[START SUPPLIED ENTRIES]

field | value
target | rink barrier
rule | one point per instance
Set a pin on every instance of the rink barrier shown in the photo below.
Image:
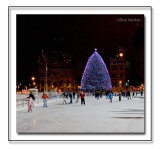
(21, 100)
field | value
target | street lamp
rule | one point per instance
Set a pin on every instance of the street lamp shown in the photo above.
(46, 68)
(33, 78)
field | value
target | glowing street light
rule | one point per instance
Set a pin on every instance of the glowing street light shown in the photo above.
(33, 78)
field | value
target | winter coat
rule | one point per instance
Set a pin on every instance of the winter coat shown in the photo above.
(45, 96)
(110, 95)
(31, 95)
(82, 95)
(30, 102)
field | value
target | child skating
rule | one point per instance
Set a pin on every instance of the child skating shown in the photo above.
(30, 104)
(44, 97)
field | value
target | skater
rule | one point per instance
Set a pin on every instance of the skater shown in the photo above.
(133, 94)
(30, 104)
(119, 96)
(82, 98)
(78, 96)
(74, 95)
(100, 94)
(44, 97)
(70, 95)
(128, 94)
(110, 96)
(32, 96)
(97, 94)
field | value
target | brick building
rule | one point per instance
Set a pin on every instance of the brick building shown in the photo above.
(117, 71)
(59, 73)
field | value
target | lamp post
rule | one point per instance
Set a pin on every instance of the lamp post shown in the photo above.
(46, 76)
(33, 78)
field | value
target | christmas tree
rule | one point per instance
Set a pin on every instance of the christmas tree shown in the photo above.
(95, 75)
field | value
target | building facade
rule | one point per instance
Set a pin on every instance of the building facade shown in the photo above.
(117, 70)
(55, 71)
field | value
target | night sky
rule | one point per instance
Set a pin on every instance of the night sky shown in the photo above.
(77, 34)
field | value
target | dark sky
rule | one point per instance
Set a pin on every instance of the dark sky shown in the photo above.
(78, 34)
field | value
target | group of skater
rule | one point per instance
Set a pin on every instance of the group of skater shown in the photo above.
(71, 96)
(32, 99)
(80, 94)
(110, 94)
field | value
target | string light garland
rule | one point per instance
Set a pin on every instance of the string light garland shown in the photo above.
(95, 75)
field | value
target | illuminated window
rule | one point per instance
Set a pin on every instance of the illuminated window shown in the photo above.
(121, 54)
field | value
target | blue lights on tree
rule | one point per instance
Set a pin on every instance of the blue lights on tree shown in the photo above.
(95, 75)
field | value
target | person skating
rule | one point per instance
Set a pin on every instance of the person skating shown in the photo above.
(119, 96)
(30, 104)
(45, 97)
(110, 96)
(32, 96)
(70, 96)
(82, 98)
(78, 96)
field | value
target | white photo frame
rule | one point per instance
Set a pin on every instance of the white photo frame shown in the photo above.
(13, 11)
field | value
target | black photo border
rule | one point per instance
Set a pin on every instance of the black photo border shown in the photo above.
(75, 140)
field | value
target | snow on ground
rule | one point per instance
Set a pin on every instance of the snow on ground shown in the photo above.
(97, 116)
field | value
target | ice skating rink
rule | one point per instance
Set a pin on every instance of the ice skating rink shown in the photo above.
(97, 116)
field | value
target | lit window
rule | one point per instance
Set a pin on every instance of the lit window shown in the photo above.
(121, 54)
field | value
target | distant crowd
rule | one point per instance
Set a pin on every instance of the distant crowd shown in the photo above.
(81, 95)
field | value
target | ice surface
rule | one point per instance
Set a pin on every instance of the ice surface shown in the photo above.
(97, 116)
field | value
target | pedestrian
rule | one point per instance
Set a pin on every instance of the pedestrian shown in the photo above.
(128, 95)
(97, 95)
(82, 98)
(70, 96)
(78, 96)
(32, 96)
(119, 96)
(100, 94)
(30, 104)
(110, 96)
(133, 94)
(73, 95)
(45, 97)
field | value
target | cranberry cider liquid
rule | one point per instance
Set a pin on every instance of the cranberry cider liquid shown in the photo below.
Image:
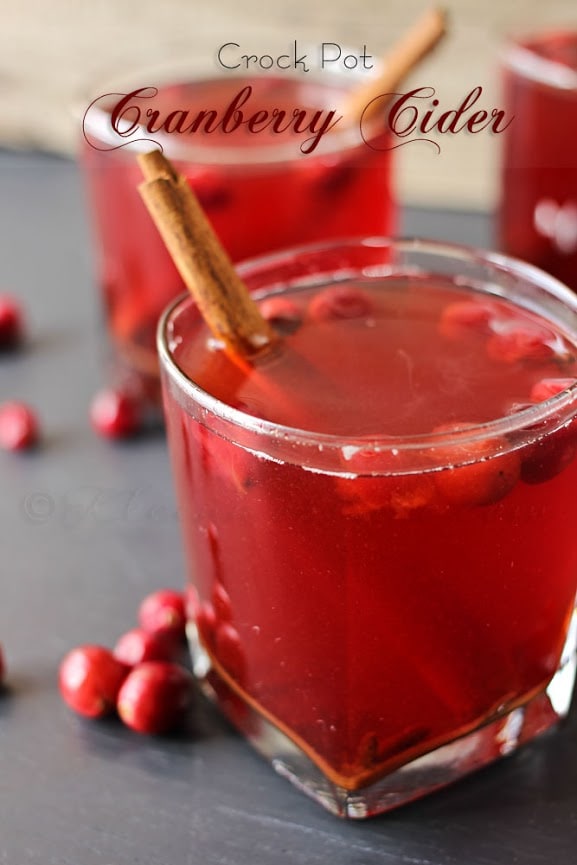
(381, 601)
(259, 189)
(538, 213)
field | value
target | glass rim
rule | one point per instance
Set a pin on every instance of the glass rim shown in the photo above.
(96, 125)
(524, 418)
(518, 56)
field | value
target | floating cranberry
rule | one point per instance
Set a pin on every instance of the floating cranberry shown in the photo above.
(155, 697)
(379, 482)
(90, 679)
(463, 317)
(522, 344)
(10, 322)
(138, 645)
(284, 314)
(549, 456)
(115, 415)
(18, 426)
(339, 301)
(548, 387)
(486, 476)
(163, 610)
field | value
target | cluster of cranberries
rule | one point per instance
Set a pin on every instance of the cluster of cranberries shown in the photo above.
(141, 679)
(114, 414)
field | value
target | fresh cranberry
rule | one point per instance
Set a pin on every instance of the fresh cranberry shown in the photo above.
(163, 610)
(549, 456)
(229, 651)
(284, 314)
(18, 426)
(10, 322)
(460, 318)
(115, 415)
(339, 301)
(155, 697)
(549, 387)
(381, 483)
(487, 475)
(138, 645)
(90, 678)
(521, 344)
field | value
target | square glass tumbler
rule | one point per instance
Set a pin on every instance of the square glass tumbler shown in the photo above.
(537, 218)
(259, 190)
(382, 606)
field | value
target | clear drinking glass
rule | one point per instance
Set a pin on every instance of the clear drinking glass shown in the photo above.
(259, 191)
(537, 219)
(381, 613)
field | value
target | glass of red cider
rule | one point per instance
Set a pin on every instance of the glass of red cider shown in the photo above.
(259, 191)
(379, 516)
(537, 219)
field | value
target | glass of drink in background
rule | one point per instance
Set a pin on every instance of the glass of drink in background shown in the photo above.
(537, 219)
(379, 519)
(259, 191)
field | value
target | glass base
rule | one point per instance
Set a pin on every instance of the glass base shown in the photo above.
(415, 779)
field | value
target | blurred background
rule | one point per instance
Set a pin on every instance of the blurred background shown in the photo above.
(53, 54)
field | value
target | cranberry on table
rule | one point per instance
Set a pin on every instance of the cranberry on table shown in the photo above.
(136, 646)
(10, 322)
(90, 679)
(115, 415)
(163, 610)
(155, 697)
(18, 426)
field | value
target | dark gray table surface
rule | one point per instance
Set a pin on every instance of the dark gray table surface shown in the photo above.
(86, 529)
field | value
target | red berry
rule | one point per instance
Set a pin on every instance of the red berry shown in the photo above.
(284, 314)
(115, 415)
(339, 301)
(380, 483)
(163, 611)
(460, 318)
(549, 387)
(90, 678)
(18, 426)
(137, 646)
(522, 344)
(155, 697)
(486, 476)
(10, 322)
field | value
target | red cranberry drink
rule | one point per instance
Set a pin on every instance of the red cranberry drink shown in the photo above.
(380, 517)
(538, 214)
(257, 186)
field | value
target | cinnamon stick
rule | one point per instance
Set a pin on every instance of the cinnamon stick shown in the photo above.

[END SUPPLIED ENTRIES]

REQUIREMENT:
Every line of the data above should be quoted exactly. Omit the pictures.

PROBLEM SOLUTION:
field | value
target | rink barrier
rule | one point per instance
Set a pin on every instance of the rink barrier shown in the photo below.
Image:
(21, 100)
field | value
target | street lamp
rule | one point per instance
Set a pin on every instance of the street lamp shown in the photo above.
(46, 68)
(33, 78)
field | value
target | glowing street light
rule | one point per instance
Set a pin on every instance of the glowing street light shown in the photo above.
(33, 78)
field | value
target | winter coat
rule | one point per instance
Set a pin on every instance of the winter coat shown in the photo above.
(45, 96)
(110, 95)
(31, 95)
(82, 95)
(30, 102)
field | value
target | child skating
rule | one point per instance
Set a pin on every instance of the child skating shown in the photo above.
(30, 104)
(44, 97)
field | value
target | skater
rule | one point per instance
Set a pin on every instance of the skater shown in the photo above.
(133, 94)
(30, 104)
(119, 96)
(82, 98)
(78, 96)
(74, 95)
(100, 94)
(44, 97)
(70, 95)
(128, 94)
(110, 96)
(32, 96)
(97, 94)
field | value
target | brick building
rule | one point per instance
Set a pin on every instance of the brick building shown in the photo above.
(117, 71)
(59, 73)
field | value
target | lamp post
rule | one point per instance
Set a pin on every instance of the lamp post shown in the photo above.
(46, 76)
(33, 78)
field | value
target | christmas tree
rule | one point per instance
Set a pin on every instance of the christmas tree shown in the photo above.
(95, 75)
field | value
target | building facade
rule | one point per instance
Set a pin on every instance of the building facade shown in the photo above.
(117, 70)
(55, 71)
field | value
target | night sky
rule | one point per instance
Set a pin on every instance of the night sky shown in the photo above.
(77, 34)
field | value
target | dark sky
rule | one point per instance
Set a pin on every instance of the dark sky shown in the photo above.
(78, 34)
field | value
target | group of skater
rule | one point per instance
Set a pin on every instance of the group of skater shown in the photo above.
(71, 96)
(32, 99)
(80, 94)
(110, 94)
field | value
target | string light garland
rule | one point per instance
Set a pin on every instance of the string light garland shown in the photo above.
(95, 75)
field | value
target | illuminated window
rule | one point per instance
Set a pin on every instance of the illuminated window shown in the photo above.
(121, 54)
field | value
target | blue lights on tree
rule | one point per instance
Set a pin on every instance of the blue lights on tree shown in the photo above.
(95, 75)
field | value
target | person skating
rule | one point per instance
Set a pin on every instance of the person skating shown in the photo above.
(119, 96)
(30, 104)
(45, 97)
(110, 96)
(32, 96)
(70, 96)
(82, 98)
(78, 96)
field | value
target | white photo frame
rule | one point per instance
Set a pin on every instance of the white photo frame shown in the photo above.
(13, 11)
field | value
target | black photo border
rule | one point per instance
Set a pin on every instance of the black photo border shown in the photo above.
(75, 140)
field | value
target | snow on ground
rule | one point per instance
Set a pin on every instance of the snow on ground shown in the photo above.
(97, 116)
field | value
target | ice skating rink
rule | one point per instance
Set a pin on every instance of the ice skating rink shown in the photo above.
(97, 116)
field | value
target | lit window
rule | one point per instance
Set a pin on every instance of the lit window shown in the photo above.
(121, 54)
field | value
target | distant crowd
rule | one point per instance
Set a pin on every instance of the distant crowd shown in the photo above.
(81, 95)
field | value
target | ice surface
rule | one point per instance
Set a pin on every instance of the ice surface shown in the photo above.
(97, 116)
field | value
target | pedestrian
rule | one point per instance
Set a pin on every instance of the pedestrian shown in the photo above.
(128, 95)
(97, 95)
(82, 98)
(70, 96)
(78, 96)
(32, 96)
(119, 96)
(100, 94)
(30, 104)
(110, 96)
(133, 94)
(73, 95)
(45, 97)
field | value
target | cranberry cider liquid
rule | one point per instance
Set a pin on every instance of the cranberry cider liquid shown in the photo below.
Image:
(381, 601)
(259, 189)
(538, 213)
field | value
target | glass rim
rule | one point per instance
Set a pin on every instance of the glass rim shown in the photo above.
(96, 125)
(524, 418)
(518, 56)
field | value
target | floating cranberry
rule | one point per instance
Set a pin on every instance of the floating cranberry shown in the photo above.
(155, 697)
(379, 482)
(90, 679)
(463, 317)
(522, 344)
(10, 322)
(138, 645)
(284, 314)
(549, 456)
(115, 415)
(18, 426)
(339, 301)
(548, 387)
(486, 476)
(163, 610)
field | value
target | cluster of cranberries
rule | one point per instance
Set a pin on every instance of the cluster of cranberries shown in the photo above.
(141, 679)
(114, 414)
field | value
target | fresh cranberry
rule | one point per instance
Set a pin on every instance of the fresh cranberry shown in the photo above.
(163, 610)
(549, 456)
(229, 651)
(284, 314)
(18, 426)
(10, 322)
(460, 318)
(115, 415)
(339, 301)
(155, 697)
(549, 387)
(381, 483)
(487, 475)
(138, 645)
(90, 678)
(521, 344)
field | value
target | square glass tumbler
rule | one point per instance
Set a pin on every instance of the square glass tumbler shown in the photo above.
(537, 218)
(259, 190)
(382, 606)
field | value
target | clear drinking glass
rule | one point per instance
Set a pin on every instance of the clear drinking glass shown in the photo above.
(259, 191)
(537, 219)
(381, 613)
field | value
target | glass of red cider
rule | one point per instance
Set a pin on every instance of the glass of red cider shown in the photo above.
(259, 191)
(379, 516)
(537, 219)
field | value
target | glass of drink in background
rule | one point per instance
Set a pin on every instance of the glass of drink in background shown in the photo above.
(537, 219)
(379, 519)
(259, 191)
field | value
target | glass base
rule | one point per instance
Set a pin on every instance of the glass base shown in the photo above.
(415, 779)
field | value
target | blurred background
rule | one point per instance
Set a pin on every instance of the blurred background shown in the photo above.
(53, 54)
field | value
target | cranberry on table
rule | one point per instance
Set a pin on every instance of the cranberry on table shown in the photo above.
(136, 646)
(10, 322)
(90, 679)
(115, 415)
(163, 610)
(155, 697)
(18, 426)
field | value
target | dark gray table surface
rule | one point per instance
Set a pin on every instance of the dark gray table surface shown in the photo above.
(86, 529)
field | value
target | red berry
rule | one point per instance
Set a pin on every instance of the red berry shown in the photo above.
(284, 314)
(115, 415)
(339, 301)
(380, 483)
(163, 611)
(460, 318)
(549, 387)
(90, 678)
(18, 426)
(137, 646)
(522, 344)
(155, 697)
(486, 476)
(10, 322)
field | value
target | red cranberry drink
rule | one point per instance
Set a pin on every instance of the red cranberry drink shown in the photo above.
(380, 517)
(538, 214)
(257, 186)
field | value
target | cinnamon stick
rule | one point per instance
Set a pin on every instance of the cinnamon stick shown in the photo above.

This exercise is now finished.